— WORK TO COMPLETE —
Output the records as a two-column CSV with the headers instruction and response, one row per record. Begin at the line that contains "trousers and report bounding boxes around every occurrence." and stop after the line that contains "[49,150,345,501]". Place each value in a single quoted field, with line breaks replaced by spaces.

— DATA EXTRACT —
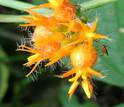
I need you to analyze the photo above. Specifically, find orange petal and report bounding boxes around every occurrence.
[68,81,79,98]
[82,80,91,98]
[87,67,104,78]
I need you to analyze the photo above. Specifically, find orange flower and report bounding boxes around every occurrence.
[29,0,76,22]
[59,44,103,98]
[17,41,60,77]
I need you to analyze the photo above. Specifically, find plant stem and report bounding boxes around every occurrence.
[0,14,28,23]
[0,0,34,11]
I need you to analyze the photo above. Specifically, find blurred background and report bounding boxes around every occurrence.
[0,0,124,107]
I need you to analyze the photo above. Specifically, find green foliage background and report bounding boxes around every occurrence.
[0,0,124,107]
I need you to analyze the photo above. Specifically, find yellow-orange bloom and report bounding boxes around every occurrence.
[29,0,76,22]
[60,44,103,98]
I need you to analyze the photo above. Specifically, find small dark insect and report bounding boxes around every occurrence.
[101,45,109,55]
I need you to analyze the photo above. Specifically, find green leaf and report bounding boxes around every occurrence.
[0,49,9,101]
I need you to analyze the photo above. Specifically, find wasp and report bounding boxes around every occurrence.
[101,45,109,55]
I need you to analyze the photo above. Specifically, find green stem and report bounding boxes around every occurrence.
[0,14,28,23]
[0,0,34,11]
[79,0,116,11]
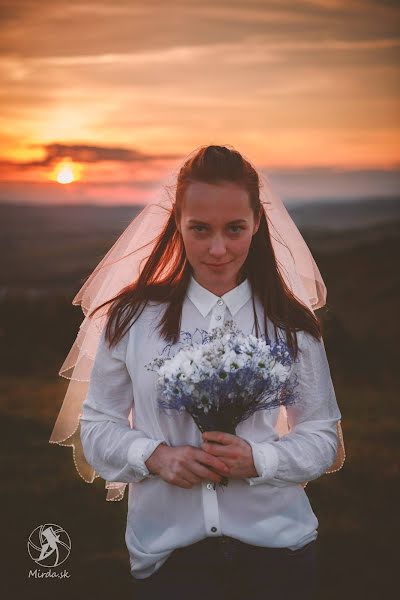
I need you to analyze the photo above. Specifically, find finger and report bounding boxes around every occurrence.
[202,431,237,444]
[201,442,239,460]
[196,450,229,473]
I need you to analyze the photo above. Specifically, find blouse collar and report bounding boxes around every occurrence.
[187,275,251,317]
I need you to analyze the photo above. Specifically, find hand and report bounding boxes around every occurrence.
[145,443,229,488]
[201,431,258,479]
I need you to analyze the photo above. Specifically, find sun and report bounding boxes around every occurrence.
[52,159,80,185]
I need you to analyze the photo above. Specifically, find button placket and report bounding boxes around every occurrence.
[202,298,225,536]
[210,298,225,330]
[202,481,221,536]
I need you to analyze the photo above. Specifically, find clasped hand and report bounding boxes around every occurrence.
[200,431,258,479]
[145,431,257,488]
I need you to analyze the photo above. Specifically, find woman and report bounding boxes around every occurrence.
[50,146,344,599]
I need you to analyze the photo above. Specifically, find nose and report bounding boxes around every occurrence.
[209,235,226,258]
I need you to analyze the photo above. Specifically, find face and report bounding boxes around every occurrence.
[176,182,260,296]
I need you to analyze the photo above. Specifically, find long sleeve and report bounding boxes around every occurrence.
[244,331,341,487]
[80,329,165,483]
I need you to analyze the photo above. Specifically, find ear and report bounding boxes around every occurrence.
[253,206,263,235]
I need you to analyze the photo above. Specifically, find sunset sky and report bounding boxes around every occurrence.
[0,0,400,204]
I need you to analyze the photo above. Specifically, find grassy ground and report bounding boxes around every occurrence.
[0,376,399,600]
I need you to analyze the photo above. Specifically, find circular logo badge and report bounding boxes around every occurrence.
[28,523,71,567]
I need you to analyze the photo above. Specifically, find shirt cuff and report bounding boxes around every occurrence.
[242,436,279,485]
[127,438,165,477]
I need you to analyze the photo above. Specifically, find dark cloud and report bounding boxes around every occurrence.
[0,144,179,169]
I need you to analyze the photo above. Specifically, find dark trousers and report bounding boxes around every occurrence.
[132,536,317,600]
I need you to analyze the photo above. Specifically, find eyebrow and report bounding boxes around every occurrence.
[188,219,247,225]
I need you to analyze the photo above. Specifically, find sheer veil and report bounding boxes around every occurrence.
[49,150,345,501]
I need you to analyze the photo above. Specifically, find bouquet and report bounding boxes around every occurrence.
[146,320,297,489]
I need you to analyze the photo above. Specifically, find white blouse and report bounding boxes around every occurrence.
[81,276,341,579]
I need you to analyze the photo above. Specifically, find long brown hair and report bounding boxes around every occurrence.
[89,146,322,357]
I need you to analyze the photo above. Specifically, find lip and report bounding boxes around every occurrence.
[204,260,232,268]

---

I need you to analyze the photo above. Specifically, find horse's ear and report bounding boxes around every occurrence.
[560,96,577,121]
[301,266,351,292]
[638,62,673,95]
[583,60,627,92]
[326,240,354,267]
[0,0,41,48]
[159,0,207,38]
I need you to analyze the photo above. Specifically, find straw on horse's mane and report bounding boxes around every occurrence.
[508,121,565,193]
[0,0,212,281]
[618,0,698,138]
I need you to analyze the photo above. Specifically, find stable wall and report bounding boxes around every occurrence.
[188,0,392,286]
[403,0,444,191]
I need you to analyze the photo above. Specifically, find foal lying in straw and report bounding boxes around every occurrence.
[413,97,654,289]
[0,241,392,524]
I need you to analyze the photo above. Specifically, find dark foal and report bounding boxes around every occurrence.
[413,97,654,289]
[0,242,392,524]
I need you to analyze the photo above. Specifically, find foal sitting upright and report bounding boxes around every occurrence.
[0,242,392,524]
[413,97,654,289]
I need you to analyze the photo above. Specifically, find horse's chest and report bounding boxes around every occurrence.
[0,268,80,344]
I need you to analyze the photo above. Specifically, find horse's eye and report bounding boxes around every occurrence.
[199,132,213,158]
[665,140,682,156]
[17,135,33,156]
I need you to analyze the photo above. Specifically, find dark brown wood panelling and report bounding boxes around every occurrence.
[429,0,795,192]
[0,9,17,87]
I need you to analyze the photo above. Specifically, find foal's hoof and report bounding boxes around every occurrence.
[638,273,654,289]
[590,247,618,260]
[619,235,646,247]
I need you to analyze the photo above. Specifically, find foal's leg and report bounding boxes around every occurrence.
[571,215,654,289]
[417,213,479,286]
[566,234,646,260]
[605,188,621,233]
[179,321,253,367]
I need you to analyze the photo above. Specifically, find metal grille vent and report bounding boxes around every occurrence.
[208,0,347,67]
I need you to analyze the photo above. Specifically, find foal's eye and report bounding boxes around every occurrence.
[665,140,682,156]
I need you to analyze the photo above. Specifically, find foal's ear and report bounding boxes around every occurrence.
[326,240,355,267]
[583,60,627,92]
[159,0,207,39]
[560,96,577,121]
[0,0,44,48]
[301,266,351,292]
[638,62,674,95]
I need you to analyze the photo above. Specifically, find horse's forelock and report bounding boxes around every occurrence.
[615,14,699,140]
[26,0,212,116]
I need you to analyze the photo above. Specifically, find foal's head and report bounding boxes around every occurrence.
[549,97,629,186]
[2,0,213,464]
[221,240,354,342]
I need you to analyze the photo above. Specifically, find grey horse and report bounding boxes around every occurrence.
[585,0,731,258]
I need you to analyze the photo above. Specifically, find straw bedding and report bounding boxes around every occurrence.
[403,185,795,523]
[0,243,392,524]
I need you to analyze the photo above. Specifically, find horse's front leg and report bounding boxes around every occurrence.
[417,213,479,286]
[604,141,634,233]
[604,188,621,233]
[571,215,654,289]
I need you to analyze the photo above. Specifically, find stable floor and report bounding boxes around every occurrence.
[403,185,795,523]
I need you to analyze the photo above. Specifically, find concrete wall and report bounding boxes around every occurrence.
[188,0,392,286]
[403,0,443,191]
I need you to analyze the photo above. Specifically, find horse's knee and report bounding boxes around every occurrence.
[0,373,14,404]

— FULL OUTPUT —
instruction,response
"I need you to analyze the photo above. Specifically, find dark trousers and report bounding boxes around every occurrence.","[132,536,317,600]"
"I need you to analyze the photo above. Specifically, find eyebrow and report bounding boxes around every occurrence.","[188,219,247,225]"
"I need you to analyze the photo above. Specifically, find sheer veil and report bounding boxes around every occurrence.","[49,150,345,501]"